_What you have to do_
Present every item below as a numbered list, omitting any blank lines.

_Entries supplied_
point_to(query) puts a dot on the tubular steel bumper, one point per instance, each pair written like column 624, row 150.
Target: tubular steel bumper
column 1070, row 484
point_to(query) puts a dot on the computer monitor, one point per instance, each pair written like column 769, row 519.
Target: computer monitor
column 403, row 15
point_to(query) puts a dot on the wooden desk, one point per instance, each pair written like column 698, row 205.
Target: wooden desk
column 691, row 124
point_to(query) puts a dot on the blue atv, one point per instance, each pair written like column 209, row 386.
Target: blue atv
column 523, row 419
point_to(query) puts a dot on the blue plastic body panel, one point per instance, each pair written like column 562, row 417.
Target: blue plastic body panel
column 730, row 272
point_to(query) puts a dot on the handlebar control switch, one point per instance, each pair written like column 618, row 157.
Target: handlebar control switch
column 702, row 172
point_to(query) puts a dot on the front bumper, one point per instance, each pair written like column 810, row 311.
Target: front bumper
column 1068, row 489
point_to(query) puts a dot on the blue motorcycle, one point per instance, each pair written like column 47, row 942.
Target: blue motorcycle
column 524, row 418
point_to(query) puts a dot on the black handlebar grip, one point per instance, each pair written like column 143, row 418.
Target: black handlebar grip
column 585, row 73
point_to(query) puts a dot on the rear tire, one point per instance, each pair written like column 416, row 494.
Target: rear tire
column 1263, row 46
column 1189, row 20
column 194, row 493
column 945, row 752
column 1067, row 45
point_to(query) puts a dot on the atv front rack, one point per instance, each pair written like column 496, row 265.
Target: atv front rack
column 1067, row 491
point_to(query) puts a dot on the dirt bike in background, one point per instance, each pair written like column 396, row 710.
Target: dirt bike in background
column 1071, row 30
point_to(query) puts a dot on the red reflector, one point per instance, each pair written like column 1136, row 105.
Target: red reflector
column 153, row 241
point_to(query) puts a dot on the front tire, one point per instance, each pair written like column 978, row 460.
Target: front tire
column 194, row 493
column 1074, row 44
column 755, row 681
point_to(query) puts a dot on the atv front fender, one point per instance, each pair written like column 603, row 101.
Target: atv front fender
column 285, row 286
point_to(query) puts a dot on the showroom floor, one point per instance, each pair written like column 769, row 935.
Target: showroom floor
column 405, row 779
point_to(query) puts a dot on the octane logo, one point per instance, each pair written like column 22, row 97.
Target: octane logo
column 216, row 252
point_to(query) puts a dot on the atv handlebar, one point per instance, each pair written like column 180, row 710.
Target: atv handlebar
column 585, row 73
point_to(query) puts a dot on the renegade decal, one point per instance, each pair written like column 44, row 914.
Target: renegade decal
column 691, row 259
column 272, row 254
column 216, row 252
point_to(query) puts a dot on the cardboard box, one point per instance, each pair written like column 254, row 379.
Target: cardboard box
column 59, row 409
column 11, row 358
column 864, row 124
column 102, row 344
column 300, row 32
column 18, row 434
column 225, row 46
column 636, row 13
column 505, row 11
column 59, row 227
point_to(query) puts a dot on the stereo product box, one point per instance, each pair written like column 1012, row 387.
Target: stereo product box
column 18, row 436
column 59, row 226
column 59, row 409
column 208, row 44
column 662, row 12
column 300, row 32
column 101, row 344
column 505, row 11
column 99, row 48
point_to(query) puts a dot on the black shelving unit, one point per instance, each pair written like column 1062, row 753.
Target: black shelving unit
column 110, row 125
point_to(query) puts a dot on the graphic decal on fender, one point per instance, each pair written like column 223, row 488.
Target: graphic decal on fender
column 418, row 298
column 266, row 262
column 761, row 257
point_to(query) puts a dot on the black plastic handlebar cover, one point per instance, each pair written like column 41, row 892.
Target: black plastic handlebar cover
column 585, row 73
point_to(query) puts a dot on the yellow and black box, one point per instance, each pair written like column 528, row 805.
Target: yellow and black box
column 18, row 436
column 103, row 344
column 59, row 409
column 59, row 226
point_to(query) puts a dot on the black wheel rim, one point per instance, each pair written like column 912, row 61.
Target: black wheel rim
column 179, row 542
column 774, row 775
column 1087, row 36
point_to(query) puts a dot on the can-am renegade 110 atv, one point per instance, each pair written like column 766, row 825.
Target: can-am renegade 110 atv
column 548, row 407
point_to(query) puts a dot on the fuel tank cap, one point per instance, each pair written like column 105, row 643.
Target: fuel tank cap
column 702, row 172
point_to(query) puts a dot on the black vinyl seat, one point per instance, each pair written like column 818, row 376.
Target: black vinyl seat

_In response_
1. point_to(query) puts a dot on the tubular steel bumper, one point per instance, each pair written like column 624, row 150.
2. Target: tubular steel bumper
3. column 1070, row 484
4. point_to(query) puts a dot on the computer monitor, one point per instance, each pair written like column 769, row 519.
5. Target: computer monitor
6. column 403, row 15
7. point_to(query) puts a dot on the wooden desk, one point per instance, each pair written like column 698, row 205.
8. Target: wooden desk
9. column 691, row 124
10. point_to(query) puts a dot on the blue atv, one point per instance, each pair written like column 209, row 386.
11. Target: blue atv
12. column 523, row 419
13. point_to(query) puts a dot on the blue plastic body panel, one point per instance, each pair written like column 562, row 417.
14. Target: blue plastic body panel
15. column 730, row 272
16. point_to(query) puts a dot on the handlebar control switch, one point per instance, each pair written like column 618, row 157.
17. Target: handlebar control switch
18. column 702, row 172
19. point_to(query) puts a dot on the front bumper, one point per instance, each pair written like column 810, row 311.
20. Target: front bumper
21. column 1068, row 489
22. point_to(query) puts a dot on the blue motorcycle, one point per instance, each pair written like column 47, row 942.
23. Target: blue motorcycle
24. column 524, row 418
25. point_to(query) puts a dot on the black handlebar grip, one point per instance, each pair written like column 143, row 418.
26. Target: black handlebar grip
27. column 585, row 73
28. point_to(query) puts a dot on the rear tire, one point per instance, each pair written like column 416, row 494.
29. Target: rear tire
30. column 1263, row 46
31. column 1189, row 20
32. column 194, row 493
33. column 945, row 752
34. column 1067, row 45
35. point_to(query) puts a dot on the atv front rack, one point per instance, each pair written like column 496, row 265.
36. Target: atv front rack
37. column 1067, row 491
38. point_to(query) puts a dot on the dirt bike in background, one point per instance, each pair written like column 396, row 710.
39. Target: dirt bike in background
40. column 1071, row 30
41. point_to(query) puts a dot on the red reflector, one point per instance, each pair written like column 1136, row 105.
42. Target: red reflector
43. column 153, row 241
44. point_to(query) puts a dot on the front tire, one point per instance, each pair written like column 978, row 460.
45. Target: front tire
46. column 194, row 493
47. column 1074, row 44
48. column 755, row 681
49. point_to(query) puts a dot on the atv front fender, one point per instance, each pair written like column 603, row 101.
50. Target: atv front fender
51. column 285, row 286
52. point_to(query) puts a dot on the showroom floor, one point per instance, each pair written like column 769, row 935.
53. Target: showroom floor
54. column 405, row 779
55. point_to(query) puts a dot on the octane logo, one point per instance, each pair written like column 22, row 97.
56. Target: octane logo
57. column 216, row 252
58. point_to(query) puts a dot on the atv handlebar, one point per instance, each pair written like column 180, row 710.
59. Target: atv handlebar
60. column 585, row 73
61. point_to(query) puts a dot on the renegade decal, one point per instance, each pair written like column 44, row 914.
62. Target: renegade decal
63. column 691, row 259
64. column 272, row 254
65. column 216, row 252
66. point_to(query) puts a dot on the cardboard box, one point per instance, each pair written like column 254, row 379.
67. Target: cardboard box
68. column 59, row 409
69. column 11, row 358
70. column 864, row 124
71. column 102, row 344
72. column 300, row 32
73. column 18, row 434
74. column 225, row 46
75. column 636, row 13
76. column 505, row 11
77. column 59, row 227
78. point_to(query) puts a dot on the stereo product box, one point per instance, each pair written like column 1012, row 387.
79. Target: stereo product box
80. column 18, row 436
81. column 59, row 226
82. column 59, row 409
83. column 208, row 44
84. column 662, row 12
85. column 300, row 32
86. column 101, row 344
87. column 505, row 11
88. column 99, row 48
89. point_to(query) puts a dot on the black shelving unit, one point per instance, each pair written like column 1062, row 753.
90. Target: black shelving unit
91. column 110, row 125
92. point_to(query) puts a dot on the graphic decal on fender, one point per instance, each pair written like column 223, row 488.
93. Target: graphic decal on fender
94. column 418, row 298
95. column 266, row 262
96. column 761, row 257
97. point_to(query) puts a dot on the black plastic handlebar cover, one point per instance, each pair written like column 41, row 892.
98. Target: black plastic handlebar cover
99. column 585, row 73
100. point_to(query) puts a dot on the yellow and black box, one point per instance, each pair written like column 528, row 805.
101. Target: yellow and black box
102. column 18, row 436
103. column 103, row 344
104. column 59, row 409
105. column 59, row 226
106. point_to(query) puts a dot on the black wheel rim, one point per instance, each pair written like column 912, row 61.
107. Target: black wheel rim
108. column 179, row 542
109. column 774, row 775
110. column 1087, row 36
111. point_to(query) puts a dot on the can-am renegade 110 atv, one point per instance, each pair written like column 766, row 825.
112. Target: can-am renegade 110 atv
113. column 548, row 407
114. point_to(query) puts a dot on the fuel tank cap, one point per instance, each pair written like column 105, row 643.
115. Target: fuel tank cap
116. column 702, row 172
117. point_to(query) puts a dot on the black vinyl seat, one point per instance, each pair written like column 818, row 376.
118. Target: black vinyl seat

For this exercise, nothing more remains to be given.